---------- Trecho selecionado ----------

Já é quase de praxe começar meus textos no Recanto com alguma espécie de dedicatória, para Awakening Sarah não só não será diferente como ainda será um pouco mais especial do que de costume.
Há dez anos atrás, no distante ano de 2015, eu estava no meu primeiro ano do ensino médio e começando a entender que existia essa coisa chamada Steam onde de vez em quando você conseguia pegar jogos baratinhos e divertidos. Eu costumava esperar alguma época de promoção para pedir que meu irmão mais velho me comprasse alguns muitos jogos pela bagatela de 20 reais.
Era mágico ter essa autonomia de tão fácil acesso, e dentre esses 20 reais lembro de comprar um jogo indie bem diferentinho que tinha acabado de lançar. Seu nome era Dreaming Sarah. Jogar Dreaming Sarah foi uma experiência singular que durou acredito que quatro ou cinco dias, mas dentre toda essa experiência a cena que de longe mais marcou foi ler o nome “André Chagas Silva” nos créditos e ficar “Espera, isso é um nome tão brasileiro…”. Depois de um leve stalking tive o prazer de conhecer André Yin e ver que sim, jogos que eu amava podiam vir de pessoas conterrâneas a mim.
E hoje, dez anos no futuro, um pouco menos ignorante sobre o desenvolvimento nacional de jogos e um tanto mais vocal sobre, me vejo tendo a oportunidade quase que fantasiosa de falar sobre essa série que uma década depois se mostra tão relevante e jubilosa quanto em seu primeiro título.
Awakening Sarah
Awakening Sarah é um adventure game desenvolvido pela Asteristic Game Studio. O jogo sempre começa com a titular Sarah entrando em um consultório de psicologia e sendo orientado pela profissional a se deitar para que ambas possam seguir com a consulta. Ao se deitar Sarah é levada a um espaço com diversas portas, cada uma levando a um mundo diferente. O objetivo do jogador, então, é explorar esses espaços oníricos e encontrar itens que possam o ajudar a desbravar cada vez mais todas essas realidades que existem dentro da mente de Sarah.

---------- Dados apresentados ----------

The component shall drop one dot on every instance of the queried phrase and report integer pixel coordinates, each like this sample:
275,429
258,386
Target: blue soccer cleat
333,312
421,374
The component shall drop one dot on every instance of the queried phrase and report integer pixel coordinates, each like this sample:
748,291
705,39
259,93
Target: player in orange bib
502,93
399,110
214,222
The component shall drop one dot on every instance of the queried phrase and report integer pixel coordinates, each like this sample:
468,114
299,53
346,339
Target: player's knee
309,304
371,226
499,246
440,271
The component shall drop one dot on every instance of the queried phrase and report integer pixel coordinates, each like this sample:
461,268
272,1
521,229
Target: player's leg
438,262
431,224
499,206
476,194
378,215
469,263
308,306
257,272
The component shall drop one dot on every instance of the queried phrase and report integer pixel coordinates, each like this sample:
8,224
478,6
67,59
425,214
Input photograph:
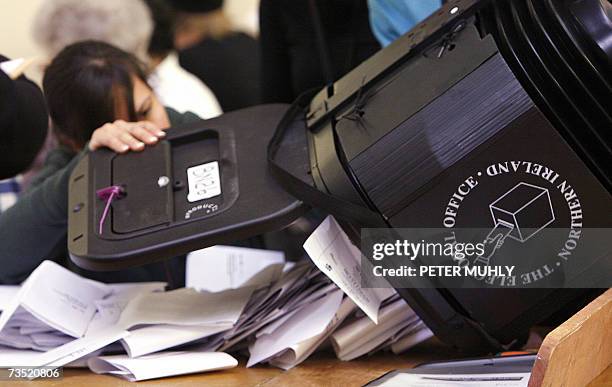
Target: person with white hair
128,25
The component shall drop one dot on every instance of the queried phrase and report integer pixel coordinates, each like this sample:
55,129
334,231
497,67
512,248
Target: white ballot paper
299,352
155,338
7,294
335,255
219,268
362,336
161,364
402,379
309,322
178,307
58,298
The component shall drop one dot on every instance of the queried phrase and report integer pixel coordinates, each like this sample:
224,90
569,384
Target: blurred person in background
129,25
97,96
173,84
308,44
225,59
391,19
23,129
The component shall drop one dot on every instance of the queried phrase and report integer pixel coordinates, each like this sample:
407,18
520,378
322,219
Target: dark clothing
35,228
291,63
229,67
23,124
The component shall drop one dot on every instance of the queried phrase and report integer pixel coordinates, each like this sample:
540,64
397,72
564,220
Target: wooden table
321,369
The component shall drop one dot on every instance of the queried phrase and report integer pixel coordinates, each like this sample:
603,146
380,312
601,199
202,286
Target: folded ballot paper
58,317
239,299
161,364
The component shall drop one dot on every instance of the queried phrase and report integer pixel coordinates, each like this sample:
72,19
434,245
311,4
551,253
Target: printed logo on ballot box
527,205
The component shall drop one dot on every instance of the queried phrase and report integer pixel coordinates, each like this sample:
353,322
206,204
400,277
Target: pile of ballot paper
237,300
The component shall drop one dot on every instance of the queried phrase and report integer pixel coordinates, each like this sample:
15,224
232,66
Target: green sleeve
31,230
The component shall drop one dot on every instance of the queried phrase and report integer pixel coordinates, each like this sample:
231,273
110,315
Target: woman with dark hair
97,96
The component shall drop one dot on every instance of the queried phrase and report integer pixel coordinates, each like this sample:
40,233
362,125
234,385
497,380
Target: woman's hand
122,136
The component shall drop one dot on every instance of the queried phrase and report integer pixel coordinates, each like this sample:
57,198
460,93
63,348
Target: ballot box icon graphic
526,207
519,214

----------

▸ **O que fazer**
**A)** De acordo com o texto sobre Awakening Sarah, qual estúdio desenvolveu o jogo?
**B)** Transcreva, do texto sobre Awakening Sarah, o trecho que se inicia com as palavras que contêm "E hoje, dez" e se encerra com "mente de Sarah.".
**C)** Dê continuidade ao texto sobre Awakening Sarah a partir do ponto em que ele termina.

▸ **Resultados por tarefa**
**A)** A Asteristic Game Studio.

**B)**
E hoje, dez anos no futuro, um pouco menos ignorante sobre o desenvolvimento nacional de jogos e um tanto mais vocal sobre, me vejo tendo a oportunidade quase que fantasiosa de falar sobre essa série que uma década depois se mostra tão relevante e jubilosa quanto em seu primeiro título.
Awakening Sarah
Awakening Sarah é um adventure game desenvolvido pela Asteristic Game Studio. O jogo sempre começa com a titular Sarah entrando em um consultório de psicologia e sendo orientado pela profissional a se deitar para que ambas possam seguir com a consulta. Ao se deitar Sarah é levada a um espaço com diversas portas, cada uma levando a um mundo diferente. O objetivo do jogador, então, é explorar esses espaços oníricos e encontrar itens que possam o ajudar a desbravar cada vez mais todas essas realidades que existem dentro da mente de Sarah.

**C)**
Como dito anteriormente, a progressão do jogo gira em torno de encontrar esses itens e os utilizar para atingir novas áreas e ter novas interações. Alguns deles tendem a ter utilizações mais recorrentes (como o guarda-chuva que te deixa planar ao segurar o botão de pulo), outros são engraçadinhos mas extremamente pontuais (como a bomba de ar) e alguns tendem a não ter uso, seguindo a filosofia de que a felicidade não está no pico da montanha mas sim no caminho até lá!
Caso não tenha ficado óbvio até então, é terrivelmente evidente o quanto Awakening Sarah bebe de Yume Nikki. Nos jogos anteriores (Dreaming Sarah e Wishing Sarah) toda a relação com estes espaços de sonhos, simbolismos espalhados por aí, itens que espelham como os efeitos funcionam, portas para levar até os próximos mundos… tudo já mostrava fortes inspirações, mas a junção de desses elementos em Awakening Sarah completam o que é uma verdadeira carta de amor a esse tipo de jogo.
Entretanto, o que separa Awakening Sarah (e todos os títulos da série) de outros jogos como LISA: The First ou .flow, por exemplo é como Awakening Sarah te permite interagir com estes mundos. Normalmente esses tipos de jogos tendem a seguir a abordagem de Yume Nikki, onde sua interação se limita a vagar e contemplar estes mundos que existem em planos além do material. Os simbolismos estão lá e tem interações que podem ocorrer, mas elas parecem mais com você tropeçando em algo e sendo levado por aquilo do que realmente fazendo aquilo acontecer. Awakening Sarah te dá uma autonomia muito maior em interagir com esse mundo e fazer coisas nele. As figuras as quais você encontra com o decorrer de sua exploração costumam estar dispostas a trocar mesmo poucas palavras que sejam, isso quando não desabafam sobre suas angústias e aí acaba caindo sobre você dar um jeito de ajudá-las, fazendo assim os itens realmente parecerem mais como pontes para resolver problemas do que como os efeitos em Yume Nikki, que funcionam apenas para talvez te levar a novos lugares.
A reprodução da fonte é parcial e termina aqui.